## Set of tasks
**A)** Print the passage on electricity markets word for word from "There's some sort" up to and including "they do that.".
**B)** Carry on the conversation about electricity markets and demand response, starting right after its final sentence.

## Given passage
+ + + + +
There's some sort of capacitance in the network of supply.
And that's a dynamic that is sort of really important when we look at the electricity markets
and is one of the reasons that blockchain is particularly well suited to potentially acting as the financial settlement process in that system.
Would the ISO be responsible for, I'm not sure if I'm translating this right, but what we would call energy erasement?
I'm not sure what I'm.
So basically, in the, in high peak times, they would ask for large energy consumers, say,
instance, industry,
industrials, and even consumers, you know,
to reduce their energy consumption as part of their contract
and would offer retribution for that?
Yes, yes.
But what's the term for that in English?
So there's two different ways that they do that.
So one is just through this idea of the wholesale market.
So sort of the rate is determined by,
the ISO basically sets the amount of energy
that's needed to be produced at any given point in time.
And that essentially affects the clearing price in the wholesale market.
So that's one of these mechanisms that they use.
Another mechanism, which I think you're more alluding to, is what we call demand response.
And so in demand response, if I'm a commercial entity and I have some amount of ability to stop my consumption at a given point in time,
say I have a smelting furnace or I have a refrigerator and I can turn that off for 15 minutes or an hour.
+ + + + +
## Stored data
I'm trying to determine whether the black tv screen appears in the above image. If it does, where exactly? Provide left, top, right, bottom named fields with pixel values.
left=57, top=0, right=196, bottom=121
+ + + + +
## Answers
**A)**
There's some sort of capacitance in the network of supply.
And that's a dynamic that is sort of really important when we look at the electricity markets
and is one of the reasons that blockchain is particularly well suited to potentially acting as the financial settlement process in that system.
Would the ISO be responsible for, I'm not sure if I'm translating this right, but what we would call energy erasement?
I'm not sure what I'm.
So basically, in the, in high peak times, they would ask for large energy consumers, say,
instance, industry,
industrials, and even consumers, you know,
to reduce their energy consumption as part of their contract
and would offer retribution for that?
Yes, yes.
But what's the term for that in English?
So there's two different ways that they do that.

**B)**
I can basically bid my services into this demand response market either independently if I'm large enough or in an aggregated way through what we call a qualified scheduling entity if I'm smaller.
But essentially they'll pay me to turn off.
at a given point in time to help in this achieving balance for the grid.
So there's these mechanisms either through price or through these secondary markets that reward
a consumer or at least large commercial and industrial consumers to essentially be somewhat responsive.
Now for customers, customers don't have a really good way of getting paid to be responsive.
And that's just because there hasn't been aggregators that kind of were willing to pass through the price.
So if you think about your utility or your retail energy provider, retail electricity provider, as they're called in Texas or REP, they do that.
They just don't pay their customers for doing it.
So they'll sell you, say, a smart thermostat and they'll turn your electricity off at peak time because they gave you a free smart thermostat.
thermostat, but they won't actually pay you for it. They'll kind of keep that money, and they'll just turn your AC off whenever they feel like it.
And of course, this is one area I think where blockchains could, you know, in fact, be interesting to implement to have that real-time payment.
And also the traceability. So, you know, at Stratum, we've looked at this for industrial actors.
And one of the problems that the ISOs have is providing, is having the real-time traceability
of when the consumption was reduced in the context of an industrial actor.
And so we had been looking at ways in which you could provide that traceability with blockchain networks.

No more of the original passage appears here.